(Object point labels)

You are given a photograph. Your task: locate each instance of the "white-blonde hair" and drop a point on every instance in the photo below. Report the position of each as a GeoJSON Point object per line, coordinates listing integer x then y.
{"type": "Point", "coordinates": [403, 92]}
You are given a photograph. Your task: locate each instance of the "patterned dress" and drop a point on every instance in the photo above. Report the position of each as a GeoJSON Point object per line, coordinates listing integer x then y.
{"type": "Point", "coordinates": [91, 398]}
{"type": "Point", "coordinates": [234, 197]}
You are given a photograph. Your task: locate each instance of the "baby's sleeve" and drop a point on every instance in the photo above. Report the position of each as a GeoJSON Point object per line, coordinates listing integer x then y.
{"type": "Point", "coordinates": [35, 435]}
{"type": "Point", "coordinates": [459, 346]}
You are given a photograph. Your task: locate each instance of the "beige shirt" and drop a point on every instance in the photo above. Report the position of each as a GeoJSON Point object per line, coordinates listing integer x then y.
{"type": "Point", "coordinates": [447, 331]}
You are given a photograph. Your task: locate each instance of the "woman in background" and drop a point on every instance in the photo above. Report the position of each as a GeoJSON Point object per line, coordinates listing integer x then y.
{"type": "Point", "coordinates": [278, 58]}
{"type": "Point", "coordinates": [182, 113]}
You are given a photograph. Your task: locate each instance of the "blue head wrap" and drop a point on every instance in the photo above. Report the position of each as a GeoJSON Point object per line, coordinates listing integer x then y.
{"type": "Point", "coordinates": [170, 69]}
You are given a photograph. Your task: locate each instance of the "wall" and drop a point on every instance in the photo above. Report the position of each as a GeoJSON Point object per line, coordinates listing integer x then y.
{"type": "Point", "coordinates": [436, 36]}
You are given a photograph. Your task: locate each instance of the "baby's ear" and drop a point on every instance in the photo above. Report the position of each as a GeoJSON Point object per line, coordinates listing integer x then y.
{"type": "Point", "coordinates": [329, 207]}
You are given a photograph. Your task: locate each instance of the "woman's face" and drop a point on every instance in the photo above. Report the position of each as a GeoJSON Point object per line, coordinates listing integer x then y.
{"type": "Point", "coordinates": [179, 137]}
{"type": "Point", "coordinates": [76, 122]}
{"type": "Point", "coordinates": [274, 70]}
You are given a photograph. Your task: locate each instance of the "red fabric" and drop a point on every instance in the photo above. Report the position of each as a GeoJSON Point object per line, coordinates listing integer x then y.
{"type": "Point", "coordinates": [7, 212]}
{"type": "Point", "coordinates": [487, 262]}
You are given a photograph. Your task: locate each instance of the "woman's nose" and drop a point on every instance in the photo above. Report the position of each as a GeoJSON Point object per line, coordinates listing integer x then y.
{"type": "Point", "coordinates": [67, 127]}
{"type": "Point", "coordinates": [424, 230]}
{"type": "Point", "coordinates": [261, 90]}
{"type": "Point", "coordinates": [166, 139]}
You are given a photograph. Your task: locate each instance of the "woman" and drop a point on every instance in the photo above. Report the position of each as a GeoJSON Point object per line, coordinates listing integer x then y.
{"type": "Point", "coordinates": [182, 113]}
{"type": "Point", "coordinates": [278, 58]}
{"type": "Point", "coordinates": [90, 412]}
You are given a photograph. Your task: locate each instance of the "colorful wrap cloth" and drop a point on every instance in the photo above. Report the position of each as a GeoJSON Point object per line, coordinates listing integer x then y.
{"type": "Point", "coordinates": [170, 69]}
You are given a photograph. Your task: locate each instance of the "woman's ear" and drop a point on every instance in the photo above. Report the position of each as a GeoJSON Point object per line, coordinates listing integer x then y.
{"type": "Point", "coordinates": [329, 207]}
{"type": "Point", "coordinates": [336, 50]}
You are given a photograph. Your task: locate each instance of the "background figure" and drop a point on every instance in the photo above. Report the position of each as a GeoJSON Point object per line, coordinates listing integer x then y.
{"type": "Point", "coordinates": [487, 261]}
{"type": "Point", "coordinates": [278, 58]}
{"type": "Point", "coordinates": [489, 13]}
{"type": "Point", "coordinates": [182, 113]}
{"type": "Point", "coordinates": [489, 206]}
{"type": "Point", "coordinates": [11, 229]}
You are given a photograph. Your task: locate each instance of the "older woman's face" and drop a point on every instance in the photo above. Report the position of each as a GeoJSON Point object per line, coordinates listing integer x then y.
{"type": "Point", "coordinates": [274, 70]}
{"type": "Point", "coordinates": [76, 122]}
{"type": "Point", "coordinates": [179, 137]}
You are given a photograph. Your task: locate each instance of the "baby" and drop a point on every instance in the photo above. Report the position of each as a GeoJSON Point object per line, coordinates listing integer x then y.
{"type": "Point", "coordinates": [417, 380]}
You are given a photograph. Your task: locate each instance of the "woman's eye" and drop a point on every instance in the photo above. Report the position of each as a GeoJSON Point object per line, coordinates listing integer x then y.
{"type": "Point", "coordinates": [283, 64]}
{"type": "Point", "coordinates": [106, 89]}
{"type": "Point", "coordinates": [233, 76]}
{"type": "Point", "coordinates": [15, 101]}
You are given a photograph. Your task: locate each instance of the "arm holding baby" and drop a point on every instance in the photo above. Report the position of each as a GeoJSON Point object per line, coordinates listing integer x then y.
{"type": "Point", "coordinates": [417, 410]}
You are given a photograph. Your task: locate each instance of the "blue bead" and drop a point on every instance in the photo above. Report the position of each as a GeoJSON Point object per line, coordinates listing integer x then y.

WHAT TO WORK ON
Please quote the records above exactly, without skipping a line.

TASK OUTPUT
You are given a photograph. Your task: locate each instance of the "white-blonde hair" and drop a point on every instance in the photo below. Report the position of each as a GeoJSON Point object per line, coordinates listing integer x then y.
{"type": "Point", "coordinates": [403, 92]}
You are given a photograph. Your task: locate each instance of the "patterned dress" and drop a point on every instance in the photo above. Report the position of each as a GeoJSON Point object per line, coordinates listing integer x then y.
{"type": "Point", "coordinates": [91, 398]}
{"type": "Point", "coordinates": [234, 197]}
You are given a photograph. Your task: locate each instance of the "baby's sleeve" and drop a point on every instance in the photo above. Report the position of each as a GeoJSON Point object per line, coordinates listing integer x then y.
{"type": "Point", "coordinates": [35, 435]}
{"type": "Point", "coordinates": [459, 346]}
You are given a photograph. Your task: locate each instance of the "beige shirt" and drop a point on every instance in the photo above. Report the position of each as a GeoJSON Point object per line, coordinates listing integer x then y.
{"type": "Point", "coordinates": [447, 331]}
You are given a photograph. Your task: locate each instance of the "woman in background" and drop a point on every instance in the photo above. Report the position of each as a GeoJSON Point object per line, coordinates listing integer x then y.
{"type": "Point", "coordinates": [278, 58]}
{"type": "Point", "coordinates": [182, 113]}
You are given a photograph. Your task: locate each instance of the "blue head wrap" and drop a point on every instance in the photo above. Report the position of each as a GeoJSON Point object per line, coordinates listing integer x then y.
{"type": "Point", "coordinates": [170, 69]}
You are given a photograph. Your task: locate each instance of the "wall" and drop a point on every instance in the photo above. Report the position of each as a GeoJSON Point object per line, coordinates listing integer x then y.
{"type": "Point", "coordinates": [436, 36]}
You are given a photograph. Your task: locate each instance of the "baby's ear" and drop a point on every instance in the photo above. Report the position of each as a GeoJSON Point object per line, coordinates listing integer x then y.
{"type": "Point", "coordinates": [329, 207]}
You are given a photograph. Your task: locate each instance of the "woman's face" and drop a point on every instance in the photo above. Report the position of each as a GeoJSON Point object per line, coordinates listing integer x then y.
{"type": "Point", "coordinates": [179, 137]}
{"type": "Point", "coordinates": [76, 122]}
{"type": "Point", "coordinates": [274, 70]}
You are given a photograph. Your task: locate each instance of the "red fabric" and drop a point on every instance in the photo above. Report the position of each as a GeoJSON Point object per line, coordinates listing integer x then y.
{"type": "Point", "coordinates": [7, 212]}
{"type": "Point", "coordinates": [487, 262]}
You are given a photograph. Your task: locate each instance of the "woman's nose" and drop a point on every instance in the photo above. Report the position of each as a GeoJSON Point object per line, coordinates listing integer x then y.
{"type": "Point", "coordinates": [67, 127]}
{"type": "Point", "coordinates": [424, 230]}
{"type": "Point", "coordinates": [261, 90]}
{"type": "Point", "coordinates": [166, 139]}
You are given a photograph. Your task: locate each instance of the "woman" and drop a point on every instance in the photo above. Report the position of each as a GeoJSON Point object per line, coordinates listing integer x then y.
{"type": "Point", "coordinates": [182, 113]}
{"type": "Point", "coordinates": [278, 58]}
{"type": "Point", "coordinates": [90, 412]}
You are given a photograph. Your task: locate each instance of the "colorful wrap cloth" and drop a point on every instance in the photo above. Report the position of each as a GeoJSON Point object per line, coordinates listing integer x then y.
{"type": "Point", "coordinates": [170, 69]}
You are given a photograph. Your task: locate each instance of the "woman's ear" and drop a point on every instance in the photo above. Report the position of each as a GeoJSON Point object per line, coordinates listing integer x then y.
{"type": "Point", "coordinates": [329, 207]}
{"type": "Point", "coordinates": [336, 50]}
You are given a photograph. Your task: locate each instance of the "background figure" and drop a point on every instance in the photo above. Report the position of each as a GeoJSON Point object per line, coordinates listing integer x then y.
{"type": "Point", "coordinates": [487, 261]}
{"type": "Point", "coordinates": [278, 58]}
{"type": "Point", "coordinates": [489, 13]}
{"type": "Point", "coordinates": [182, 113]}
{"type": "Point", "coordinates": [489, 206]}
{"type": "Point", "coordinates": [11, 229]}
You are given a photograph. Your task: locate each instance of the "older woman's face" and drop a point on every instance in the photo above. Report the position of each as a GeoJSON Point object per line, coordinates listing integer x then y.
{"type": "Point", "coordinates": [274, 70]}
{"type": "Point", "coordinates": [76, 122]}
{"type": "Point", "coordinates": [179, 137]}
You are given a photograph. Your task: locate each instance of the "baby" and drop a point on every instance in the photo above. Report the position of each as a GeoJSON Point object per line, coordinates listing integer x then y.
{"type": "Point", "coordinates": [417, 380]}
You are given a photograph. Your task: locate each instance of the "woman's eye" and drop a point on every instance in the photo above. Report the position of each as a GeoJSON Point object per line, coordinates listing integer x then y.
{"type": "Point", "coordinates": [283, 64]}
{"type": "Point", "coordinates": [106, 89]}
{"type": "Point", "coordinates": [233, 76]}
{"type": "Point", "coordinates": [15, 101]}
You are given a photograph. Your task: locate each instance of the "arm holding baby" and drop a point on every instance in the photo above. Report the position of each as a GeoJSON Point object per line, coordinates listing integer x then y.
{"type": "Point", "coordinates": [417, 410]}
You are given a photograph. Your task: locate each instance of the "blue bead" and drop a point on every instance in the photo above. Report the position of each as a GeoJSON Point object per line, coordinates listing integer x then y.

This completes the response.